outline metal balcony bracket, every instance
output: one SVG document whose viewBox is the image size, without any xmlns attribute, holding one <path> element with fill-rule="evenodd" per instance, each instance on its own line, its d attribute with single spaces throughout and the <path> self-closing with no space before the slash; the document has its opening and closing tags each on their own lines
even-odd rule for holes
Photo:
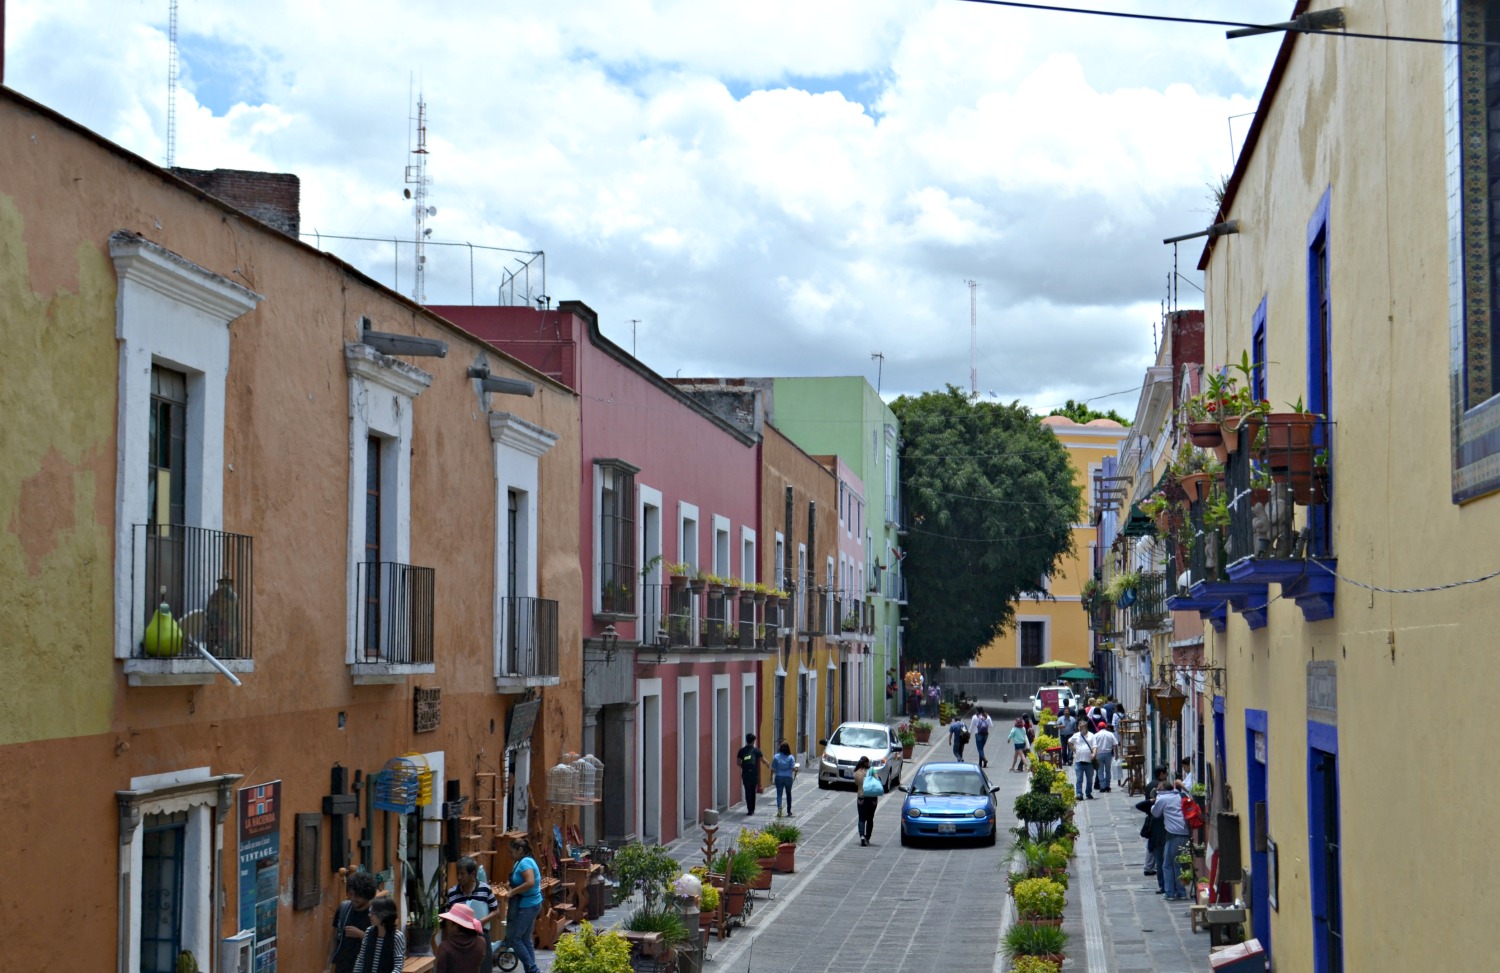
<svg viewBox="0 0 1500 973">
<path fill-rule="evenodd" d="M 1331 572 L 1337 570 L 1338 562 L 1332 558 L 1317 562 L 1328 568 L 1313 568 L 1306 576 L 1292 584 L 1281 586 L 1283 597 L 1293 598 L 1302 609 L 1302 617 L 1309 622 L 1321 622 L 1333 617 L 1333 596 L 1338 587 L 1338 578 Z"/>
<path fill-rule="evenodd" d="M 1215 632 L 1222 632 L 1225 626 L 1229 624 L 1229 602 L 1220 602 L 1217 608 L 1212 608 L 1206 612 L 1199 612 L 1199 614 L 1208 620 L 1208 623 L 1214 627 Z"/>
</svg>

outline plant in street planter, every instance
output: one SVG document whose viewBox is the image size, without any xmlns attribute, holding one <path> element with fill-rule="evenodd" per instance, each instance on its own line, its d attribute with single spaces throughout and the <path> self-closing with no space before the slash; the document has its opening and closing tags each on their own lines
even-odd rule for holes
<svg viewBox="0 0 1500 973">
<path fill-rule="evenodd" d="M 771 887 L 771 872 L 776 868 L 776 847 L 780 844 L 775 835 L 764 831 L 751 831 L 748 828 L 740 829 L 740 848 L 755 856 L 755 863 L 760 866 L 760 875 L 750 887 L 753 889 L 768 889 Z"/>
<path fill-rule="evenodd" d="M 615 853 L 615 880 L 619 883 L 615 888 L 615 904 L 640 892 L 648 908 L 657 908 L 665 901 L 668 887 L 679 870 L 677 860 L 661 845 L 632 841 Z"/>
<path fill-rule="evenodd" d="M 617 932 L 595 932 L 585 922 L 557 941 L 553 973 L 631 973 L 630 943 Z"/>
<path fill-rule="evenodd" d="M 896 727 L 896 741 L 901 744 L 901 758 L 910 760 L 912 748 L 917 745 L 917 734 L 910 723 L 902 723 Z"/>
<path fill-rule="evenodd" d="M 932 739 L 932 724 L 926 720 L 912 720 L 911 731 L 917 735 L 918 743 L 926 743 Z"/>
<path fill-rule="evenodd" d="M 1062 925 L 1063 906 L 1067 896 L 1063 887 L 1050 878 L 1028 878 L 1016 883 L 1016 914 L 1026 922 Z"/>
<path fill-rule="evenodd" d="M 1056 794 L 1027 791 L 1016 798 L 1016 817 L 1026 822 L 1028 829 L 1034 828 L 1037 840 L 1047 837 L 1054 822 L 1063 816 L 1062 798 Z"/>
<path fill-rule="evenodd" d="M 432 936 L 442 920 L 443 880 L 448 877 L 448 862 L 438 853 L 437 868 L 424 884 L 421 879 L 421 861 L 406 860 L 406 952 L 411 956 L 432 955 Z"/>
<path fill-rule="evenodd" d="M 1139 571 L 1122 571 L 1109 579 L 1109 598 L 1121 608 L 1135 604 L 1136 590 L 1141 586 Z"/>
<path fill-rule="evenodd" d="M 702 926 L 712 926 L 718 919 L 719 900 L 722 897 L 718 889 L 707 883 L 703 891 L 698 893 L 698 923 Z"/>
<path fill-rule="evenodd" d="M 626 916 L 622 925 L 627 932 L 661 933 L 659 959 L 671 959 L 676 956 L 677 950 L 696 936 L 696 931 L 692 933 L 688 931 L 682 913 L 676 909 L 642 906 Z"/>
<path fill-rule="evenodd" d="M 1005 930 L 1005 942 L 1001 948 L 1011 961 L 1020 956 L 1040 956 L 1061 965 L 1066 958 L 1068 934 L 1061 926 L 1018 922 Z"/>
<path fill-rule="evenodd" d="M 1017 956 L 1011 960 L 1011 973 L 1060 973 L 1061 963 L 1055 963 L 1045 956 Z"/>
<path fill-rule="evenodd" d="M 766 834 L 776 839 L 776 870 L 790 875 L 797 870 L 797 844 L 802 840 L 802 829 L 795 824 L 780 822 L 766 825 Z"/>
</svg>

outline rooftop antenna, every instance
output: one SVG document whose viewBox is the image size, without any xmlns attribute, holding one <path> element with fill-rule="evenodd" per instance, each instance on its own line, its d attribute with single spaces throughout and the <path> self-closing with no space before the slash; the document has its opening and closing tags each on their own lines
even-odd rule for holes
<svg viewBox="0 0 1500 973">
<path fill-rule="evenodd" d="M 167 7 L 167 168 L 177 161 L 177 0 Z"/>
<path fill-rule="evenodd" d="M 880 375 L 885 371 L 885 352 L 870 352 L 870 361 L 875 362 L 875 394 L 880 394 Z"/>
<path fill-rule="evenodd" d="M 630 319 L 630 357 L 631 358 L 636 357 L 636 354 L 635 354 L 635 326 L 638 325 L 638 324 L 640 324 L 640 323 L 641 323 L 641 319 L 640 318 L 631 318 Z"/>
<path fill-rule="evenodd" d="M 979 398 L 979 281 L 969 285 L 969 397 Z"/>
<path fill-rule="evenodd" d="M 437 215 L 437 207 L 427 205 L 427 102 L 423 100 L 420 91 L 416 93 L 416 97 L 416 117 L 408 116 L 408 118 L 416 123 L 417 146 L 411 148 L 410 141 L 407 142 L 412 161 L 406 166 L 406 189 L 403 193 L 407 199 L 413 200 L 412 215 L 416 218 L 417 224 L 416 235 L 413 238 L 416 247 L 417 273 L 411 297 L 412 300 L 421 304 L 427 300 L 427 254 L 425 251 L 427 238 L 432 234 L 432 231 L 427 228 L 427 218 Z M 410 96 L 408 96 L 408 105 L 411 103 L 409 99 Z"/>
</svg>

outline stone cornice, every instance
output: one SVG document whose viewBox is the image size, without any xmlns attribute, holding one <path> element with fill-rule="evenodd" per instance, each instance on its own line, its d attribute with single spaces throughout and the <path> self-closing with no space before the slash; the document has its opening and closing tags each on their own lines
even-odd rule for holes
<svg viewBox="0 0 1500 973">
<path fill-rule="evenodd" d="M 109 256 L 121 283 L 139 284 L 226 324 L 265 300 L 249 288 L 124 230 L 110 236 Z"/>
<path fill-rule="evenodd" d="M 432 376 L 417 366 L 382 355 L 358 341 L 344 342 L 344 364 L 350 376 L 374 382 L 409 399 L 416 398 L 432 384 Z"/>
<path fill-rule="evenodd" d="M 490 438 L 502 446 L 541 457 L 557 445 L 557 433 L 548 432 L 510 412 L 490 413 Z"/>
</svg>

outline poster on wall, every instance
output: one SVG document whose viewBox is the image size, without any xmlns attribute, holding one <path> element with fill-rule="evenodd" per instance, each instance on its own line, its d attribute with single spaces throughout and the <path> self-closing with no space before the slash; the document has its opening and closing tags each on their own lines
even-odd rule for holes
<svg viewBox="0 0 1500 973">
<path fill-rule="evenodd" d="M 255 930 L 255 973 L 276 973 L 281 781 L 240 788 L 240 929 Z"/>
</svg>

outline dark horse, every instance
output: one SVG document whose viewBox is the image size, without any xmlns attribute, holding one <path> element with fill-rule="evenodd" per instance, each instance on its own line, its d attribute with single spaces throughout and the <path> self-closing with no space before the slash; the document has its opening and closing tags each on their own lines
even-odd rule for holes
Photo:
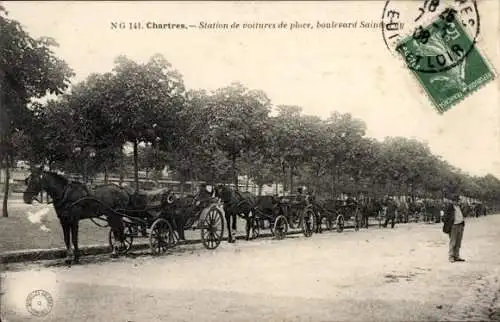
<svg viewBox="0 0 500 322">
<path fill-rule="evenodd" d="M 224 215 L 228 229 L 228 242 L 234 243 L 231 233 L 232 227 L 236 230 L 236 218 L 240 216 L 246 220 L 246 240 L 250 240 L 250 229 L 255 219 L 255 196 L 249 192 L 240 192 L 228 186 L 218 185 L 215 187 L 215 197 L 220 198 L 224 204 Z"/>
<path fill-rule="evenodd" d="M 97 186 L 90 191 L 83 183 L 69 181 L 65 177 L 40 169 L 32 171 L 26 178 L 24 202 L 31 204 L 37 200 L 41 191 L 46 191 L 52 198 L 54 209 L 61 223 L 66 244 L 66 263 L 71 263 L 71 241 L 74 246 L 73 260 L 79 261 L 78 226 L 83 219 L 105 216 L 117 240 L 124 240 L 122 218 L 114 209 L 126 209 L 130 196 L 123 188 L 114 184 Z M 85 199 L 82 199 L 85 198 Z M 113 249 L 113 255 L 115 255 Z"/>
<path fill-rule="evenodd" d="M 177 231 L 179 240 L 185 240 L 184 232 L 190 229 L 198 219 L 196 214 L 202 211 L 211 202 L 212 192 L 202 184 L 196 195 L 187 195 L 175 198 L 163 207 L 163 213 L 172 218 L 172 226 Z"/>
</svg>

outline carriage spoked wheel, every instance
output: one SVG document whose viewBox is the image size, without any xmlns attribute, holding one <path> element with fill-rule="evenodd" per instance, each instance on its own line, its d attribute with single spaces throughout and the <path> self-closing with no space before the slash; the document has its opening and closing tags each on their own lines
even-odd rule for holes
<svg viewBox="0 0 500 322">
<path fill-rule="evenodd" d="M 306 237 L 311 237 L 314 232 L 314 217 L 311 209 L 306 209 L 302 214 L 302 232 Z"/>
<path fill-rule="evenodd" d="M 201 241 L 206 249 L 219 247 L 224 236 L 224 217 L 219 208 L 213 206 L 208 211 L 201 226 Z"/>
<path fill-rule="evenodd" d="M 281 240 L 286 237 L 286 233 L 288 232 L 288 221 L 286 220 L 286 217 L 283 215 L 280 215 L 276 218 L 274 221 L 273 229 L 271 229 L 271 232 L 273 233 L 274 237 L 276 239 Z"/>
<path fill-rule="evenodd" d="M 337 221 L 337 232 L 338 233 L 343 232 L 344 231 L 344 225 L 345 225 L 345 223 L 344 223 L 344 216 L 338 215 L 336 221 Z"/>
<path fill-rule="evenodd" d="M 172 225 L 163 219 L 158 218 L 151 225 L 149 232 L 149 247 L 153 255 L 165 253 L 175 245 L 175 236 Z"/>
<path fill-rule="evenodd" d="M 109 230 L 108 242 L 111 247 L 111 251 L 116 250 L 116 255 L 125 255 L 128 253 L 130 248 L 132 248 L 132 243 L 134 242 L 134 236 L 137 236 L 137 232 L 134 231 L 131 225 L 125 225 L 123 230 L 123 241 L 120 241 L 113 234 L 113 229 Z"/>
</svg>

▸ **ACTIVITY**
From the material above, gather all lines that include the string "outline" and copy them.

▸ **TASK RESULT**
outline metal balcony bracket, every instance
outline plant in street planter, every instance
outline rooftop antenna, every instance
outline stone cornice, every instance
outline poster on wall, every instance
outline dark horse, every instance
outline carriage spoked wheel, every instance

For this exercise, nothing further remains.